(MATERIAL)
※
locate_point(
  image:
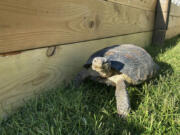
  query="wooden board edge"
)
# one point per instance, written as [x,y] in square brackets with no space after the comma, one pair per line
※
(WHAT YOU SHOULD DO)
Copy every line of the rows above character for character, leaving out the pictures.

(COMPLETE OUTPUT)
locate_point(
  image:
  query="wooden board edge"
)
# one point per instance, written as [x,y] in square brackets with no space after the comma, one pair per line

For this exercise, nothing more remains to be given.